Problem to work on
Will you write out the data exactly, excluding every picture?

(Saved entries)
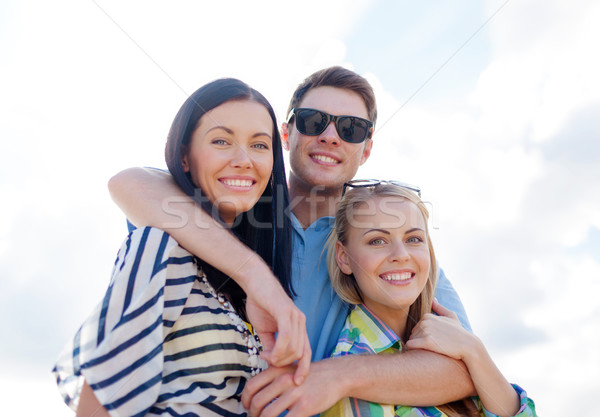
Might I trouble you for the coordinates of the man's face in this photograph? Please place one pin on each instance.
(325, 160)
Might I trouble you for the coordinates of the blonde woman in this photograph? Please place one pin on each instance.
(382, 261)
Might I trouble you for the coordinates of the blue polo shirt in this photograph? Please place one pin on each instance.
(325, 311)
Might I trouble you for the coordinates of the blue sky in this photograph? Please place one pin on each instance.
(504, 141)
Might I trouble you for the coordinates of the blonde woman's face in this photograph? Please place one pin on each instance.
(387, 252)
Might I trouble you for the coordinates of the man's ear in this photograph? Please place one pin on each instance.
(341, 257)
(366, 151)
(185, 163)
(285, 136)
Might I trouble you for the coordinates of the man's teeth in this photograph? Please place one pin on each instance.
(238, 183)
(325, 159)
(397, 277)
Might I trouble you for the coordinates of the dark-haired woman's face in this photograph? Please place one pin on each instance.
(230, 156)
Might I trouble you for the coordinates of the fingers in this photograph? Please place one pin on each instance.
(257, 383)
(442, 311)
(303, 365)
(260, 392)
(292, 339)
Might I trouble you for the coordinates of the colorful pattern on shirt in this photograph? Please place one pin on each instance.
(364, 333)
(162, 341)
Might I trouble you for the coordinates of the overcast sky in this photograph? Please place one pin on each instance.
(492, 107)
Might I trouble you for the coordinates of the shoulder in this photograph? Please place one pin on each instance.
(147, 242)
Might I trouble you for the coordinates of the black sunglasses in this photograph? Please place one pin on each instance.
(373, 183)
(313, 122)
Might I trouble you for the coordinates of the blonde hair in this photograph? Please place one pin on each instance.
(345, 285)
(347, 288)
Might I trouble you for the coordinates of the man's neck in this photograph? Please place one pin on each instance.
(310, 203)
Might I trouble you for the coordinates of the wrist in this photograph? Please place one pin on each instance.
(475, 352)
(254, 276)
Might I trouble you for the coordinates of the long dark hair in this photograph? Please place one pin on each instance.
(265, 228)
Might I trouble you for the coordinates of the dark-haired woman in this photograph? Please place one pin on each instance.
(171, 337)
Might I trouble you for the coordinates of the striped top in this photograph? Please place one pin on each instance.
(162, 341)
(365, 333)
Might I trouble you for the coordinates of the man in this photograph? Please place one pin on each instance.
(325, 152)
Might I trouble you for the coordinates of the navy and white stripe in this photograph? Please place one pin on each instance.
(158, 342)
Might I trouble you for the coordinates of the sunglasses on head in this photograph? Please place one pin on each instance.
(313, 122)
(374, 183)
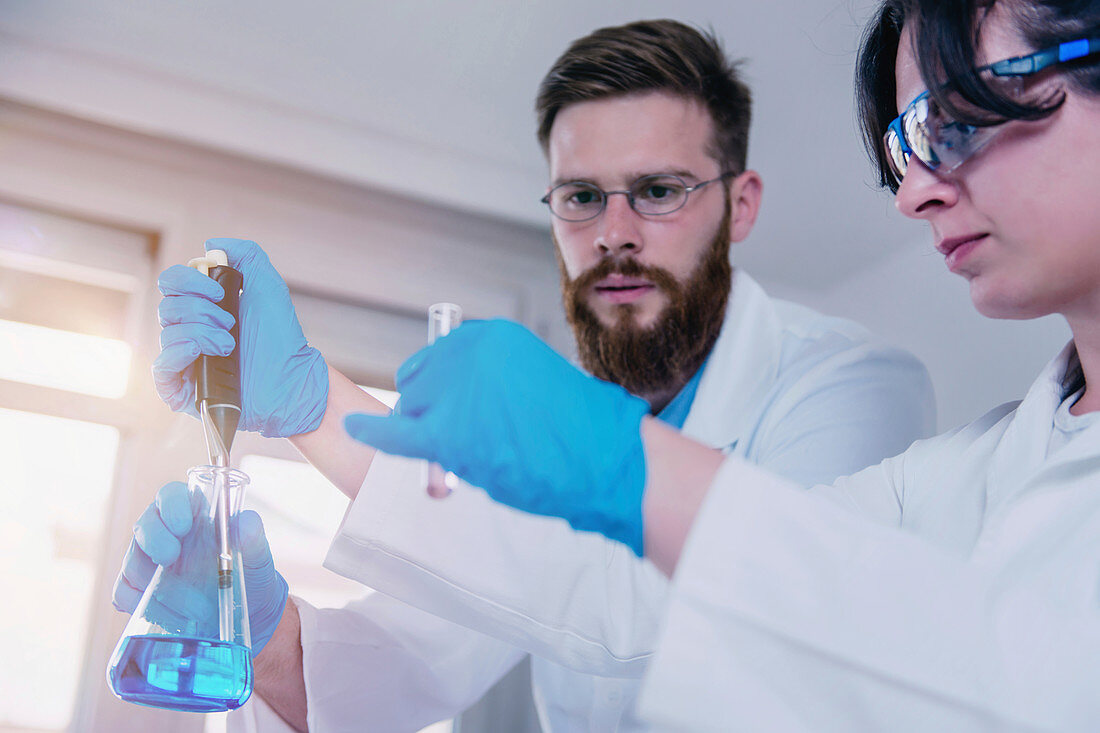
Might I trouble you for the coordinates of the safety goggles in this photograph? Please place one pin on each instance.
(943, 143)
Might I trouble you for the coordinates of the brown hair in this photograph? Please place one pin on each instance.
(661, 55)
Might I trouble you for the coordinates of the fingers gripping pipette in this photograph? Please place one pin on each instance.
(218, 402)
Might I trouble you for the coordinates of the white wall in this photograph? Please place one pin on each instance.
(914, 302)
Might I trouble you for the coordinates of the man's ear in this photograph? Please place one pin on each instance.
(745, 193)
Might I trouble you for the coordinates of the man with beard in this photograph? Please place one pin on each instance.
(645, 128)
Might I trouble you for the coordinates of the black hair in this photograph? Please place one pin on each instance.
(945, 41)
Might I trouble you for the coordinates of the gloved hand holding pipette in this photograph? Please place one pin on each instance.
(157, 535)
(284, 381)
(497, 406)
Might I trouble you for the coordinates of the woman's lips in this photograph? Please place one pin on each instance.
(957, 249)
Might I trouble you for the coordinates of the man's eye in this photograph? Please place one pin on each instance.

Task answer
Might I trouble you for the coordinates of the man's face in this photograph? Please place one pin on each instance.
(325, 160)
Might I trouble you for the coordinates of the blonde woman in this photograph? Please place one pin on each instance.
(382, 261)
Might I trouble you for the coordinates of the blue polo shirt in this photograph? Please place one pin on each instance.
(325, 311)
Might I trouble you for the coordinates of the blue sky in this photograph? Please place one pin on each instance.
(504, 141)
Might I trouble you for the coordinates of the blonde woman's face in this photograph? Please place one pin on each instance.
(387, 252)
Might I trouble you for the coordinates of the man's ear in this photograph? Please place one pin on each instance.
(341, 257)
(366, 151)
(185, 163)
(285, 136)
Might I trouble you for the coordinates of the man's teeth in this photograph? Please place one pin on each instance.
(238, 183)
(325, 159)
(397, 277)
Might I trouble you for the coordinates of the dark-haired woman's face in this photograph? Please place one pin on each instance.
(230, 156)
Might I trouble you for the coordinates of the fingers in this photograph? Please place one pin on each instance.
(257, 383)
(442, 311)
(303, 365)
(260, 392)
(292, 339)
Might I trouble you for the coordinates of the colorful pattern on shirt in this photograph? Please place one pin on each instance.
(364, 333)
(162, 341)
Might I trouble you for the coordinates of the overcast sky in this photograph? Please place one pin on each instance.
(492, 107)
Might I trouble you for the coordinates of the shoulder in this photograph? Please place one pin on each instance.
(147, 242)
Might I trouble you for the coordinates of the black sunglasses in this photograph? Please place one pin on each instance.
(373, 183)
(313, 122)
Might I trouble you for the coordinates of the blonde hair in this photograph? Please place one pin on each instance.
(345, 285)
(347, 288)
Might I trouble you for the coordinates of the man's neck in this photograph? Please place one pin on each instance.
(310, 203)
Might I trouble you for the coordinates of the wrist in this photograph? Please place one pin on each instance.
(475, 352)
(254, 276)
Might I trouble you for the coordinates of the long dark hair in this photograph? Please place one pin on each instance.
(265, 228)
Might I trouble you for the coordinates of the dark-haired woman in this photograph? Please place one pin on each instance.
(171, 337)
Might I trouble you for the coordinates of the striped top in this photograph? Please place one pin on each instance.
(162, 341)
(365, 333)
Might I trouble you for the coordinates of the man in this photograph? Please place one pin on each instance.
(325, 152)
Might I trouble you for the coordinates of the navy and white stripe in this photograph? Please place one pin on each instance.
(158, 342)
Might I trouble you for the coordinates of the sunglasses on head in this photograph? Please place one pin on each instance.
(313, 122)
(374, 183)
Might I trouble you for the coordinates of the safety goggles in this photograph? Please place one pin on each instance.
(943, 143)
Might I trouble you for the coordinates of the brown hair in this photograph? Please place one pin on each instance.
(661, 55)
Might I trouble you for the coordinates of the fingers gripping pipette in this photograph? Please place one pin on each instance.
(218, 402)
Might I trouble you for the coordinates of the white wall in this photograph? Please place one pin on each instance.
(914, 302)
Might I trouble you for the coordinates of the man's ear in this photograph? Please place one pin on each instance.
(745, 193)
Might I trouble you for the coordinates of the man with beard in this photograph? Please place one pin on each instance.
(645, 128)
Might I trouble you for the coordinates of the black hair in this photograph? Please place one pin on each instance.
(945, 41)
Might I trouble you for the coordinates of the gloved hand holding pipette in this photograph? Please place one pin on each instance.
(157, 535)
(284, 381)
(497, 406)
Might I trouble you for the coordinates of the woman's lips in this photograph? Please place one pin on each instance.
(957, 249)
Might I trouble you for the coordinates of the man's eye in this photograph? Please place one pin on each instance.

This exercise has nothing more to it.